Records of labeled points
•••

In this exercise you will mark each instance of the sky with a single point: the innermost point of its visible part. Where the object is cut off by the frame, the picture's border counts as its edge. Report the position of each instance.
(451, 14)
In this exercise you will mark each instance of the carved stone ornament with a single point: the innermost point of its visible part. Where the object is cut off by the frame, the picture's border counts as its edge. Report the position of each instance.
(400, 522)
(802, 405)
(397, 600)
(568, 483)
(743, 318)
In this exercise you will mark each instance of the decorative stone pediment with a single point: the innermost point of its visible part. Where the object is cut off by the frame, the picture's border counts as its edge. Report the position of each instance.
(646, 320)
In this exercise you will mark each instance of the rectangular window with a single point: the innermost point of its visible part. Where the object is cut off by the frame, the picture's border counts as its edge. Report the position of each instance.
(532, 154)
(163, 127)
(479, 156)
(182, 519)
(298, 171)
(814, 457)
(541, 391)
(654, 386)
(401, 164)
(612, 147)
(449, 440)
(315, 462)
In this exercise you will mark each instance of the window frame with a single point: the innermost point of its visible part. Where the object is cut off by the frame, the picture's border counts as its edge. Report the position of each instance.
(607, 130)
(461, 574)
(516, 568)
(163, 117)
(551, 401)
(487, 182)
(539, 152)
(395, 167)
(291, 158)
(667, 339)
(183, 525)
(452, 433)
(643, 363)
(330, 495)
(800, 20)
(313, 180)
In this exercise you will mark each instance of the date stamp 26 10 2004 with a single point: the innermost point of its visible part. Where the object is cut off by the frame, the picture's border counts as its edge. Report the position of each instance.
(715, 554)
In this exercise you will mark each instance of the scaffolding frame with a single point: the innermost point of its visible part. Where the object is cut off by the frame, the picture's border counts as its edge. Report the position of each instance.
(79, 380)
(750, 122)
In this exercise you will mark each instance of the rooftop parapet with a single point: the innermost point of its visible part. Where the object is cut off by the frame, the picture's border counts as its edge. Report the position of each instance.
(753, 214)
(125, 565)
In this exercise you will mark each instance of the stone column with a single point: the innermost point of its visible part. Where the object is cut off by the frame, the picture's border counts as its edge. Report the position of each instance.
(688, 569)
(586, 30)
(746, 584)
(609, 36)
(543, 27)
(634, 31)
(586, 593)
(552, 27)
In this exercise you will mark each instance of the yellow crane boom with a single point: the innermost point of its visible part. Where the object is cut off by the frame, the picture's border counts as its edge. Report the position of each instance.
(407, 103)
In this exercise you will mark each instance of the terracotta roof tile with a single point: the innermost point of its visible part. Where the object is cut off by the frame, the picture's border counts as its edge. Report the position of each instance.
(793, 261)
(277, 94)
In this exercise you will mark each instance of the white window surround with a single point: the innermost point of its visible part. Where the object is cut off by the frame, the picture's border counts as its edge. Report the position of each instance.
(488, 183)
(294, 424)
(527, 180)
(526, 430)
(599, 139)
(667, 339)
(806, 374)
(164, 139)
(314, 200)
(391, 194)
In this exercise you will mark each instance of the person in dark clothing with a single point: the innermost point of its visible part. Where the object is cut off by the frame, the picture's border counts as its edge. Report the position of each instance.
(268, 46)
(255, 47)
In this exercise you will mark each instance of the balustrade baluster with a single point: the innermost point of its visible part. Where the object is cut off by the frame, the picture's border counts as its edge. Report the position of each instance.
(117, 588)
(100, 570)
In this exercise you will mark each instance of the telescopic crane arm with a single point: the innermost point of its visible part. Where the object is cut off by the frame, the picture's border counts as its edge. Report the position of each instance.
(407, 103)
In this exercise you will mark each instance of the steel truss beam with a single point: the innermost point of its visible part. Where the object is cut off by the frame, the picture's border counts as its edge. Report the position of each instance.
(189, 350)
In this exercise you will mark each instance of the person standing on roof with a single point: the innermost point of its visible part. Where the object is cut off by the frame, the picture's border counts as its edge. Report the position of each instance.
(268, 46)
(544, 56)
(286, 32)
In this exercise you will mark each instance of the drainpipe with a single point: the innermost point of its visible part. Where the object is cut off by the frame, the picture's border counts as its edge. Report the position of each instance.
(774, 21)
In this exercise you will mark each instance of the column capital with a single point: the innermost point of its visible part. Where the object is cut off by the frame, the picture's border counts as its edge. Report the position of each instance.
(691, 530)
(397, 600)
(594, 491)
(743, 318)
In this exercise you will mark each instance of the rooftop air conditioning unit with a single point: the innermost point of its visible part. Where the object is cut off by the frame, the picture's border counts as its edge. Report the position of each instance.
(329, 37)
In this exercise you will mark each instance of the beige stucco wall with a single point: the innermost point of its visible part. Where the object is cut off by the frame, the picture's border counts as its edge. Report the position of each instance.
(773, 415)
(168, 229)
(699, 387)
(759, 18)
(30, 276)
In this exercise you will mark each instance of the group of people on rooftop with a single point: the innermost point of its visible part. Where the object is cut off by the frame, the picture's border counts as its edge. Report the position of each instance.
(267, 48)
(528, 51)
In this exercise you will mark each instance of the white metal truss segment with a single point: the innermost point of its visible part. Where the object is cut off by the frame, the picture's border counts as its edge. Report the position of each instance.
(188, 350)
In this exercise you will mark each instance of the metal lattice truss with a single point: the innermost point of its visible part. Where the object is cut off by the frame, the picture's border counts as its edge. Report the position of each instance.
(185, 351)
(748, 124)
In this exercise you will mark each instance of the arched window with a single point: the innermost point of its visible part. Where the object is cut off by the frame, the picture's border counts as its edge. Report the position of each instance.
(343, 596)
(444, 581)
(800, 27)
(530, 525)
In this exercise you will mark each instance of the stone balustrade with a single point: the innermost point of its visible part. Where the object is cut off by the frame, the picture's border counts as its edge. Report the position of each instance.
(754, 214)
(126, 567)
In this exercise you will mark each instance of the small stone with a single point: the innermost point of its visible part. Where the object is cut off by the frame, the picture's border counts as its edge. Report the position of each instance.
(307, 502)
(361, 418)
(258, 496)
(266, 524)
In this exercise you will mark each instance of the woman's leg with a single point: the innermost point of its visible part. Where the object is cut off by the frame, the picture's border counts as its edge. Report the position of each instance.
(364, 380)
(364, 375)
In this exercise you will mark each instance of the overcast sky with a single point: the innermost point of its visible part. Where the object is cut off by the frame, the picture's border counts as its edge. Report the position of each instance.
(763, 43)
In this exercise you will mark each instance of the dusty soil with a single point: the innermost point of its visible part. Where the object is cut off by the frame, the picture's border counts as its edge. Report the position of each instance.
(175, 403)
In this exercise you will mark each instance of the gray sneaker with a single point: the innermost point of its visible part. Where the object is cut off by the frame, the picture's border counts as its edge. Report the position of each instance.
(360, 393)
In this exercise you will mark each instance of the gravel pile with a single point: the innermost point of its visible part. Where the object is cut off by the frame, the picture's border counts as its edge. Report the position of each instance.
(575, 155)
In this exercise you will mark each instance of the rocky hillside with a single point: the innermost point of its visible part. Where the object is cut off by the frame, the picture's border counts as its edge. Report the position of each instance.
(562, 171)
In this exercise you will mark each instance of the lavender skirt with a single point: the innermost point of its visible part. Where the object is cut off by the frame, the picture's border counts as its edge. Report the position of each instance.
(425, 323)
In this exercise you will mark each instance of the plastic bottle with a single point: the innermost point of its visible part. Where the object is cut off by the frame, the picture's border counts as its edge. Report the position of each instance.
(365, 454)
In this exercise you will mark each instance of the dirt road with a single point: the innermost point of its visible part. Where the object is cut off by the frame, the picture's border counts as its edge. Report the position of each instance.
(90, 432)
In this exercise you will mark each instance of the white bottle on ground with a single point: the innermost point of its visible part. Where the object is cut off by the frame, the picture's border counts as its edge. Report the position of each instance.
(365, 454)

•••

Only the lines from the one that contains "In this exercise you will mark each instance of the gray" through the last line should be repeated, each exactly as it stands, with both ends included.

In this exercise you will mark each instance of the gray sneaker with a single point: the innermost point of its visible part. Where the object is cut off by the frame, the picture's border counts as its edge. Report the position of each instance.
(360, 393)
In this exercise you will mark each instance of the gravel pile with a single point: the innermost point of its visible part. Where the object is cut off by the frame, the picture's border counts as its edge. Report the position of each instance.
(575, 155)
In this exercise you will mark each instance of the rocky hillside with a single point: the innermost point of its visible part. Where the object is cut off by the frame, the picture's border counts as its edge. Report the position of each instance.
(562, 171)
In this exercise you will mark each instance of the lavender skirt with a single point: the innermost point of its visible part. Where the object is cut off by the frame, the picture's border counts as its edge. Report the position of each instance.
(425, 323)
In this exercise you will mark each instance of the plastic bottle with a single point: the innermost point of its visible part. Where the object is cut off by the frame, the picture's border counts as its edge. Report the position of each instance.
(365, 454)
In this exercise you will mark each instance of the dirt road with a single point: the innermost point of its visible part. Where the object is cut off by the frame, the picture's border counts as its edge. Report the position of each instance.
(90, 432)
In this exercise you will mark each instance of the white bottle on ground with a single point: the innermost point of its visible part. Where the object is cut off by the frame, the picture's border counts as its edge. Report the position of each instance.
(365, 454)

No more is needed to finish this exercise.